## ESTRATTO
┌──

Non è questione di tollerare che, appollaiati su tutti i pulpiti delle loro commissioni nazionali, europee, atlantiche e mondiali, i responsabili vengano a mettere in scena il ruolo del colpevole e del non colpevole. La bolla dell’economia, gonfiata di debiti virtuali e di denaro fittizio, implode e si sgonfia sotto i nostri occhi. L’economia è paralizzata.
Prima ancora che il coronavirus rivelasse l’ampiezza del disastro, le “alte istanze” hanno grippato e fermato la macchina meglio degli scioperi e dei movimenti sociali che sono rimasti decisamente inefficaci per quanto contestatari fossero.

Basta con le farse elettorali e le diatribe di paccottiglia. Che gli eletti ammanicati con la finanza, siano spazzati via come l’immondizia e spariscano dal nostro orizzonte com’è scomparsa in loro la parcella di vita che ne faceva delle figure umane.
Non vogliamo giudicare e condannare il sistema oppressivo che ci ha condannato a morte. Vogliamo annientarlo.

Come non ricadere in questo mondo che crolla, in noi e davanti a noi, senza edificare una società con l’umano che resta a portata delle nostre mani, con la solidarietà individuale e collettiva? La coscienza di un’economia gestita dal popolo e per il popolo, implica la liquidazione dei meccanismi dell’economia mercantile.

└──

## COME PROCEDERE
Continua il brano sul crollo dell'economia mercantile, riprendendo dopo la sua ultima frase.

[Dati di puntamento per espressioni referenziali]

┌──

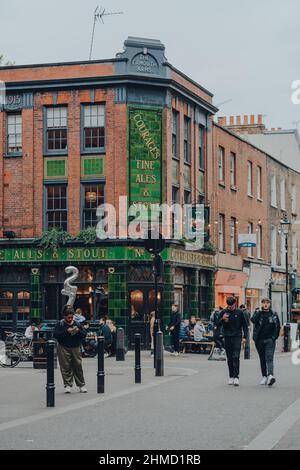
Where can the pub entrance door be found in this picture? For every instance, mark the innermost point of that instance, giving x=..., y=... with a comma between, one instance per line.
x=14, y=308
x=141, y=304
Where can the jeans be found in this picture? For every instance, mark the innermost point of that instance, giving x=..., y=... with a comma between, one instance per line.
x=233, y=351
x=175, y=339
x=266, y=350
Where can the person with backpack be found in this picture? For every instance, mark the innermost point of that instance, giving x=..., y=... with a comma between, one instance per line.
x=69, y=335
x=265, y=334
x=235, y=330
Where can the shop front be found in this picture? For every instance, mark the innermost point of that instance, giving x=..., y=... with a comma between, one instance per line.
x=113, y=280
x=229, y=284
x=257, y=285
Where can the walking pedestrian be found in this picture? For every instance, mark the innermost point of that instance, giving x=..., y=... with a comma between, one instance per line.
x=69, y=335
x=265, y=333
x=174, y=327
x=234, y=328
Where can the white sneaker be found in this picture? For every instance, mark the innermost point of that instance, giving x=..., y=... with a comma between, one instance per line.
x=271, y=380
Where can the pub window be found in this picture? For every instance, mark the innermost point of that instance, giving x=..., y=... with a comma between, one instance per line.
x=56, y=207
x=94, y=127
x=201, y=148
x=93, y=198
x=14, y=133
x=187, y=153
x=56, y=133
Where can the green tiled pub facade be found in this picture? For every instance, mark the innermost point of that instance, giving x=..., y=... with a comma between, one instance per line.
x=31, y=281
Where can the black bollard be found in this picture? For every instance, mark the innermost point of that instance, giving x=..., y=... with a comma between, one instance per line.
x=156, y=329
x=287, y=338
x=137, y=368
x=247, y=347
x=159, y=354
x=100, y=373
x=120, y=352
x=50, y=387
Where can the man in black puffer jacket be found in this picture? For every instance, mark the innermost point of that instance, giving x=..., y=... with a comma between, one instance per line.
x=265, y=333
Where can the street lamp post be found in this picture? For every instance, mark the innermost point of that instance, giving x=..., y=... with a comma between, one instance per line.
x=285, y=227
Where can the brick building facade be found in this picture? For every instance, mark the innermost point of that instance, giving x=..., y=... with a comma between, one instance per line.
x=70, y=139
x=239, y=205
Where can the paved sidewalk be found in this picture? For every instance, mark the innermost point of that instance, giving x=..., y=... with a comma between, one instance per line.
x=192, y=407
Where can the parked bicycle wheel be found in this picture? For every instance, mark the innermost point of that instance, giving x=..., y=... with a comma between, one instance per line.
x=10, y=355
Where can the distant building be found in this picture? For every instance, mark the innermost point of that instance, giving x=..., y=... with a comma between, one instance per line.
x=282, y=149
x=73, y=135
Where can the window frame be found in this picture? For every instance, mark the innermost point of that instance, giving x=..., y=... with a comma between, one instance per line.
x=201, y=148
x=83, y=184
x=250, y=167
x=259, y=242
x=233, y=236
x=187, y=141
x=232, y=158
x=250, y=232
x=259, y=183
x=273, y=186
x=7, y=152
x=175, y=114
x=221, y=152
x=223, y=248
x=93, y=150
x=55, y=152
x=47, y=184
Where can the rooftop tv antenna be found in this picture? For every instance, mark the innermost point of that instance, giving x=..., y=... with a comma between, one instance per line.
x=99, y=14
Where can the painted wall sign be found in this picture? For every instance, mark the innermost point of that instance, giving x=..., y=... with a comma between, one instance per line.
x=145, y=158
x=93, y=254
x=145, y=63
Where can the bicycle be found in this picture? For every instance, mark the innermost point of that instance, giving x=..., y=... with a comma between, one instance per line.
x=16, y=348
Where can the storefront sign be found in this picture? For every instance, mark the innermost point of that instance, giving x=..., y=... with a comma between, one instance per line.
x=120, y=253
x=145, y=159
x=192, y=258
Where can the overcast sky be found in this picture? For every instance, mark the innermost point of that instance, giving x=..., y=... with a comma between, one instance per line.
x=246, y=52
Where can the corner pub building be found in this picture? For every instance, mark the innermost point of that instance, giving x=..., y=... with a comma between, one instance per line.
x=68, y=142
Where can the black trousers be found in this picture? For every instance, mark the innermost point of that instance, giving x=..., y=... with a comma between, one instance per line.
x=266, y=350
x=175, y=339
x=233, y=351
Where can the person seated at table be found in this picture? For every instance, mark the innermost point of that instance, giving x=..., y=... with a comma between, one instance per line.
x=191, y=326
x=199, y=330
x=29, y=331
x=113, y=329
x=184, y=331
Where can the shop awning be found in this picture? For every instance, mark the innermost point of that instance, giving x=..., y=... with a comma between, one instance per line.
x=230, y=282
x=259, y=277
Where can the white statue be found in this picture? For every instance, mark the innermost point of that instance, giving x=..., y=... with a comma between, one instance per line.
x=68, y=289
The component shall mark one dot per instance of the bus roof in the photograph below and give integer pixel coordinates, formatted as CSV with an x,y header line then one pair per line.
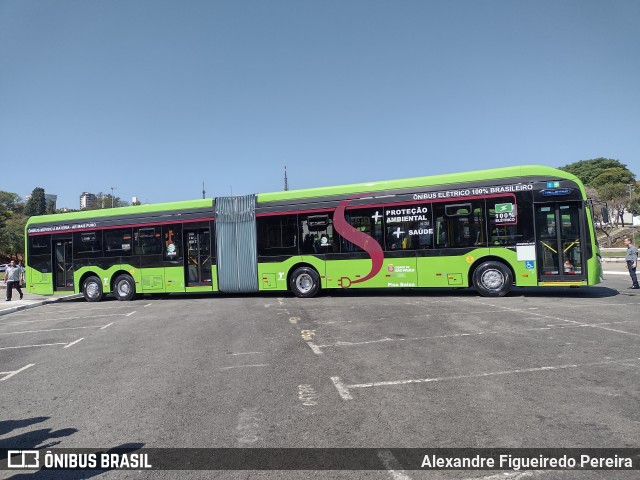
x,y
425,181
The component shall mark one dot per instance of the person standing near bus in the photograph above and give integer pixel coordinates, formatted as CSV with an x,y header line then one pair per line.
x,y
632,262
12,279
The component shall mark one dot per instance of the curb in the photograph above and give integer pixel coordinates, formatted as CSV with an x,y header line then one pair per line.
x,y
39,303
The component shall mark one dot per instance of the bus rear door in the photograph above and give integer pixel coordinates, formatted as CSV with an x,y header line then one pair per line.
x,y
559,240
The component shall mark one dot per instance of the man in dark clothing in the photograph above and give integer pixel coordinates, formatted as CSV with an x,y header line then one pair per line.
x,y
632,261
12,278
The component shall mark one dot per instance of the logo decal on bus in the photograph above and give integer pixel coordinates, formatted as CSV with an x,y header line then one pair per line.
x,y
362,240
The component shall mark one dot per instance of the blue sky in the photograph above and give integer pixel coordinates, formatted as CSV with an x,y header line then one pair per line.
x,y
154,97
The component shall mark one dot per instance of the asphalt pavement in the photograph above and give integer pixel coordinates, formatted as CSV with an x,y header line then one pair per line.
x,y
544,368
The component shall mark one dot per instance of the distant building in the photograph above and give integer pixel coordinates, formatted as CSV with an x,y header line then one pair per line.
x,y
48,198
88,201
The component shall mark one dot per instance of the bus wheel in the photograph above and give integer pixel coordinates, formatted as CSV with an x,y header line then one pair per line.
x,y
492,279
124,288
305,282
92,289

└──

## RISPOSTA
Nella sua ultima sbruffonata, lo Stato non si è accontentato di prendere i cittadini in ostaggio e imprigionarli. La sua mancata assistenza a persone in pericolo le uccide a migliaia.
Lo Stato e i suoi agenti hanno demolito i servizi pubblici. Più niente funziona. Lo sappiamo con certezza: la sola cosa che riesce a far funzionare, è l’organizzazione criminale del profitto.
Hanno condotto gli affari loro nel disprezzo del popolo, il risultato è deplorevole. Tocca al popolo occuparsi dei suoi, finendo di rovinare i loro. A noi far ripartire tutto su basi nuove.

Più il valore di scambio predomina sul valore d’uso, più s’impone il regno della merce. Più accorderemo la preminenza all’uso che noi desideriamo fare della nostra vita e del nostro ambiente, più la merce perderà il mordente. La gratuità le porterà la stoccata.

L’autogestione segna la fine dello Stato di cui la pandemia ha messo in luce il fallimento e la nocività. I protagonisti della democrazia parlamentare sono i becchini di una società disumanizzata a causa della redditività.
Si è visto, invece, il popolo, messo di fronte alle carenze dei governi, dare prova di una solidarietà indefettibile e mettere in atto una vera e propria autodifesa sanitaria. Non è questa un’esperienza che lascia augurare un’estensione delle pratiche autogestionarie?
Niente è più importante che prepararci a farci carico dei settori pubblici, un tempo a carico dallo Stato, prima che la dittatura del profitto li mandasse in demolizione.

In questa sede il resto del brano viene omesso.